Exercise task: Write out each line word for word. Drop pictures.

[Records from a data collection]
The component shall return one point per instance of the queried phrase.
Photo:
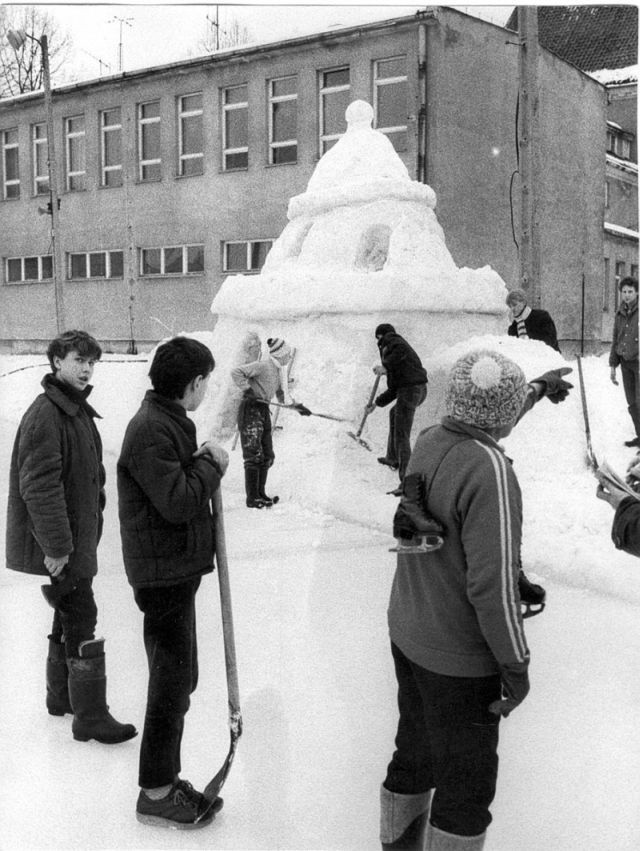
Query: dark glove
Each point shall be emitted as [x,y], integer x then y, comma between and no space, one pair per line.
[555,388]
[515,687]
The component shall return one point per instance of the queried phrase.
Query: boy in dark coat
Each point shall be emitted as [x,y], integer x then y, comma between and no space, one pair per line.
[530,323]
[624,351]
[407,386]
[165,485]
[54,524]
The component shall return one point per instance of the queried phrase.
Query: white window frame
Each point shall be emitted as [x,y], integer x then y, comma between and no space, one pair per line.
[105,129]
[162,249]
[71,136]
[6,147]
[143,122]
[249,243]
[230,107]
[184,114]
[40,181]
[273,100]
[325,91]
[378,83]
[22,260]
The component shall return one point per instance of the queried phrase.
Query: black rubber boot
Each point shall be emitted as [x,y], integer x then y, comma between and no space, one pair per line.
[57,680]
[252,487]
[88,695]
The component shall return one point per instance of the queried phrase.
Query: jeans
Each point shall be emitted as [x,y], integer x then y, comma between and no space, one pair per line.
[629,370]
[75,617]
[447,740]
[400,425]
[170,643]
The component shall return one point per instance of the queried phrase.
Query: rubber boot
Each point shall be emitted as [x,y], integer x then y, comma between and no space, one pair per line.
[439,840]
[403,820]
[88,695]
[57,680]
[252,487]
[262,483]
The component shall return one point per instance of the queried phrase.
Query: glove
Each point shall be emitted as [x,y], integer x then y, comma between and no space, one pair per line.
[515,687]
[555,388]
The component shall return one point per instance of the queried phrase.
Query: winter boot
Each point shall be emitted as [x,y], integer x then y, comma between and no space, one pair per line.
[57,680]
[252,487]
[182,808]
[262,482]
[438,840]
[88,695]
[403,820]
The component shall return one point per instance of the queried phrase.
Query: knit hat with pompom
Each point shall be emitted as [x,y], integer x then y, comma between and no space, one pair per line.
[485,389]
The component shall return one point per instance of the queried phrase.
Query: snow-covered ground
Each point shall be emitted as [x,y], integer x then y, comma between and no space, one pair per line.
[310,580]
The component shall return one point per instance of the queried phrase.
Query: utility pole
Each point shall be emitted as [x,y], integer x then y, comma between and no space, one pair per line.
[528,140]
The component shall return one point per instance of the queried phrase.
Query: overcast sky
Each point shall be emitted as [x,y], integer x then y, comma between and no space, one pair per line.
[154,34]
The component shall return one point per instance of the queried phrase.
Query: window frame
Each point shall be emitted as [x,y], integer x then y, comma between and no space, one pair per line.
[273,100]
[231,107]
[6,147]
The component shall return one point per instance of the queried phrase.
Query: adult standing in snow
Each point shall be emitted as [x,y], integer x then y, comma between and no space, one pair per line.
[530,323]
[457,637]
[624,350]
[54,524]
[260,380]
[165,485]
[407,386]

Response:
The component shall return one point per instance of the queried phrase.
Photo:
Query: dark glove
Each point shall be emitted as [x,y], integer x then y, comma between and no space, one pair per line.
[555,388]
[515,687]
The component shall return one point per instance of the queried phrase.
Query: boy in dark coat
Each point shall be emitted as [x,y], integer x then y, comma between and no space, one pair per line.
[530,323]
[624,351]
[407,386]
[165,485]
[54,524]
The component shall return one point per instance of the queried phrase.
Query: white window frame
Each point shall be emitted as [x,y], integer x then y, comma between and no space, one pair per line.
[105,129]
[162,249]
[71,136]
[6,147]
[143,122]
[249,243]
[230,107]
[184,114]
[40,181]
[273,100]
[325,91]
[378,83]
[22,260]
The component shall return one point per instance of the queried phrase.
Query: black rubber boot
Each point shall be emitted as [x,y], integer x then y, comma between and no space, one pair per line.
[57,680]
[252,487]
[88,695]
The component shall return one point per instance of the queried phrase.
Query: jeans
Each point shall be emitted as [x,y], integer x then y, comma between and no space, one pair per line.
[629,370]
[75,617]
[447,740]
[400,425]
[170,643]
The component shall return one point per instance of the queried phrase.
Query: rubber boot
Each point shall be emitted as [x,y], integer x then y, comma between and no space, one pair per line.
[439,840]
[403,820]
[88,695]
[57,680]
[252,487]
[262,483]
The component shall return one point per instance of the queried phrase.
Query: glove
Each point shall be emitted as [x,y], integer x then y, comma between and no space, one pair per line.
[515,687]
[555,388]
The component shall return one point per instance of the queried phrase.
Query: winter boot
Each point shall be emitted as [x,y], integer x then y, comma between and no space, one pair per line.
[57,680]
[252,487]
[182,808]
[262,482]
[438,840]
[88,695]
[403,820]
The component shall return one point per instance of the queried phrase.
Query: knit hat with pompom
Each point shall be emitted as [x,y], integer x then y, comma between and no space, one pair per line.
[485,389]
The component shall return one point per instance of the queried phrase.
Query: snow-covered ground
Each point shall be emitted as [x,y], integer x then y, comma between and no space, one pair per line.
[310,580]
The component shall return one point per instance of the queried phrase.
Query: utility pole
Each point shall be emitted as [x,y], integer x then y, comma between and no space, one pair per line.
[528,140]
The component shall return one point per instance of the queried phrase.
Query: overcast sky
Each point shall be emitted as [x,y], integer x then y, comma between and no space, one pair per line.
[154,34]
The component shall return one point per instance of the queried phrase.
Query: window frame
Each point shall be emitted as [x,y], integer x then y, comma between and no space, one pair per line.
[273,100]
[231,107]
[6,147]
The component shall return one point per instance of the queried phrase.
Query: adult standing in snow
Each point shall be emitted as [x,y], integer x then y, comma between and no space, one pair per line.
[530,323]
[457,637]
[624,350]
[54,524]
[260,380]
[165,485]
[407,386]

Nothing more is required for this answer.